## Task to carry out
In the entries below, how many lines contain the word "mode"? State the number and nothing more.

== Source information ==

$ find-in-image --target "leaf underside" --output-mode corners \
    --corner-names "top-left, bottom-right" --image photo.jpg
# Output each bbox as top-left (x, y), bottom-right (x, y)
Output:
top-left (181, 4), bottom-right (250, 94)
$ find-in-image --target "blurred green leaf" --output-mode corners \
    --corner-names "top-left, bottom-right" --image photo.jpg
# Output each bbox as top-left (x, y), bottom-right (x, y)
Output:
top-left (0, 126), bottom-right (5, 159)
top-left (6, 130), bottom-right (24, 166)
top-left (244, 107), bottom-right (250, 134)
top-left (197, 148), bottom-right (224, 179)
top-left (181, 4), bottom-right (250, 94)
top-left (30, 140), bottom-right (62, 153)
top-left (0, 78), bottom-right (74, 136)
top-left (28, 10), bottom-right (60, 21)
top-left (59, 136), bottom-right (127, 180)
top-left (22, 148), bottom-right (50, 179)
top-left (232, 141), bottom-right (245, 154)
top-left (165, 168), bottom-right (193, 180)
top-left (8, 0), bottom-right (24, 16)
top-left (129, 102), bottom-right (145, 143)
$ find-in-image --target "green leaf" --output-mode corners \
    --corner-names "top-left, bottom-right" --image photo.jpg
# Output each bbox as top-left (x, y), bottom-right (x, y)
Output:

===
== Source information ==

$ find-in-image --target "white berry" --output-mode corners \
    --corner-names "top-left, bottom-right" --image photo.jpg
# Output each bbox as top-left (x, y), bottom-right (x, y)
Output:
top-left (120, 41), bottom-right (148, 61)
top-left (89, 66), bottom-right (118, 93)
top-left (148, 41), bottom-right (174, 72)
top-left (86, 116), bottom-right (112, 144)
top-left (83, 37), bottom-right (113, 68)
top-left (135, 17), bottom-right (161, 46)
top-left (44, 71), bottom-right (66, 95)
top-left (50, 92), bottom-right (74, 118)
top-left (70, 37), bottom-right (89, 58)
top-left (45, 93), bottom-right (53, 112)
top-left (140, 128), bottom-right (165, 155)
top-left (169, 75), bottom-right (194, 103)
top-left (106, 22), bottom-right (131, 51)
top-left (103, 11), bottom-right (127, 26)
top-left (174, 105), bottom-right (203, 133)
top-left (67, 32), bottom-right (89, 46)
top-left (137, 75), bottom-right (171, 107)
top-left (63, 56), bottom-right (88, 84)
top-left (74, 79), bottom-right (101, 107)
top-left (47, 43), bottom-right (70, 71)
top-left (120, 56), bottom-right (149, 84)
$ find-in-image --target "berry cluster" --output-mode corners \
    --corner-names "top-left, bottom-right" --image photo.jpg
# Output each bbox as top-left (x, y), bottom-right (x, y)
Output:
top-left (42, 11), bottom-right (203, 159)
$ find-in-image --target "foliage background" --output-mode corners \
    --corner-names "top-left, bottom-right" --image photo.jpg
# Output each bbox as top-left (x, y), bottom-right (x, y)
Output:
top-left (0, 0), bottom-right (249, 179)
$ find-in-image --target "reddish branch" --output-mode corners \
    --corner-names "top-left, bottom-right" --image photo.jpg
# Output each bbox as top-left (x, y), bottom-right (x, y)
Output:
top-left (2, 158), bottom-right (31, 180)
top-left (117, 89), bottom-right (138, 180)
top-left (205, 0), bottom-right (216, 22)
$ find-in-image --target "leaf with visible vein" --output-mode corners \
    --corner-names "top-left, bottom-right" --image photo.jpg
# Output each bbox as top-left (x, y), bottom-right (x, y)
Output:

===

## Completed exercise
8